Name every person the column below mentions by name.

──────── Page excerpt

|From my library|
The Concord Monitor recently ran a column about the advantages of “learning to live with less” by Christine Platt who found: “Living more consciously has allowed me to regain control over my finances as well as my sanity. I have also learned to live more sustainably, which benefits me and the environment.”1
I wrote a column on this same subject a few years ago in the Monitor, in which I concluded: “Rather than looking for the salvation promised us by the capitalistic gods of advertising – only to be slowly crushed under the increasing weight of shoddy and superfluous material goods – wouldn’t it be nice to escape all that and, instead, surround ourselves solely with those few items, in thought and deed, that define the essence of who we are.”
Returning to this topic today triggers fond memories of my old love affair with “Small is Beautiful: Economics as if People Mattered,” a book written in 1973 by E. F. Schumacher – called at the time “a manifesto from a radical countercultural world.”2 Fortunately – after being first pooh-poohed – and then forgotten for 50 years – his thesis is gaining support that unlimited growth is terrible for average folks and the planet, backed up most recently in the NYT by the lauded economist Herman Daly.3
Schumacher was a truth-teller like the little kid in the Hans Christian Anderson folktale who was the only one to see that the emperor had no clothes on. Walter G. Moss has detailed how Schumacher was far ahead of his time:
“Already in the 1950s Schumacher had been warning the world, and especially the United States, of the dangers of an over-reliance on fossil fuels like oil. Not only was he concerned about exhausting non-renewable resources, but he also decried the increasing pollution that accompanied escalating economic growth and consumption. He was concerned with the types of air and water pollution that Rachel Carson wrote about in her 1962 book, Silent Spring…4”

────────────────
──────── Entries supplied

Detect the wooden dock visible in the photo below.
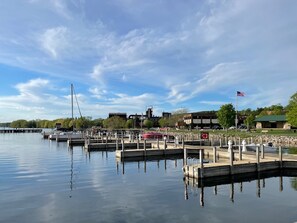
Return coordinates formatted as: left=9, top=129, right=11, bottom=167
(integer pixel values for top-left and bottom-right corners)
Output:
left=183, top=147, right=297, bottom=179
left=0, top=128, right=42, bottom=133
left=84, top=142, right=152, bottom=152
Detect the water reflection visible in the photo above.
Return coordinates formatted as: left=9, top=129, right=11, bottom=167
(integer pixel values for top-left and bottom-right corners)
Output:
left=184, top=169, right=297, bottom=207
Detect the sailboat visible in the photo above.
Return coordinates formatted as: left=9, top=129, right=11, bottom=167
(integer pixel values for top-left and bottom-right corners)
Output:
left=48, top=84, right=83, bottom=142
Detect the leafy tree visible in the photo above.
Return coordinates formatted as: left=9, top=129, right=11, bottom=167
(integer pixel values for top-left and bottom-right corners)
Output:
left=217, top=104, right=236, bottom=128
left=143, top=119, right=153, bottom=129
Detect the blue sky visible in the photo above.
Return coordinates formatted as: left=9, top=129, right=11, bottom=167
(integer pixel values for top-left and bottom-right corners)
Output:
left=0, top=0, right=297, bottom=122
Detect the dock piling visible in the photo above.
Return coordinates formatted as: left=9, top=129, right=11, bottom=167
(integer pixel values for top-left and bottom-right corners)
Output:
left=213, top=146, right=217, bottom=163
left=256, top=146, right=260, bottom=164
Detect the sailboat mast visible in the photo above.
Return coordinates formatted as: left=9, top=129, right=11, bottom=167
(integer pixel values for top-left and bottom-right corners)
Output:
left=71, top=84, right=74, bottom=129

────────────────

__Worked solution__
Christine Platt
E. F. Schumacher
Herman Daly
Hans Christian Anderson
Walter G. Moss
Rachel Carson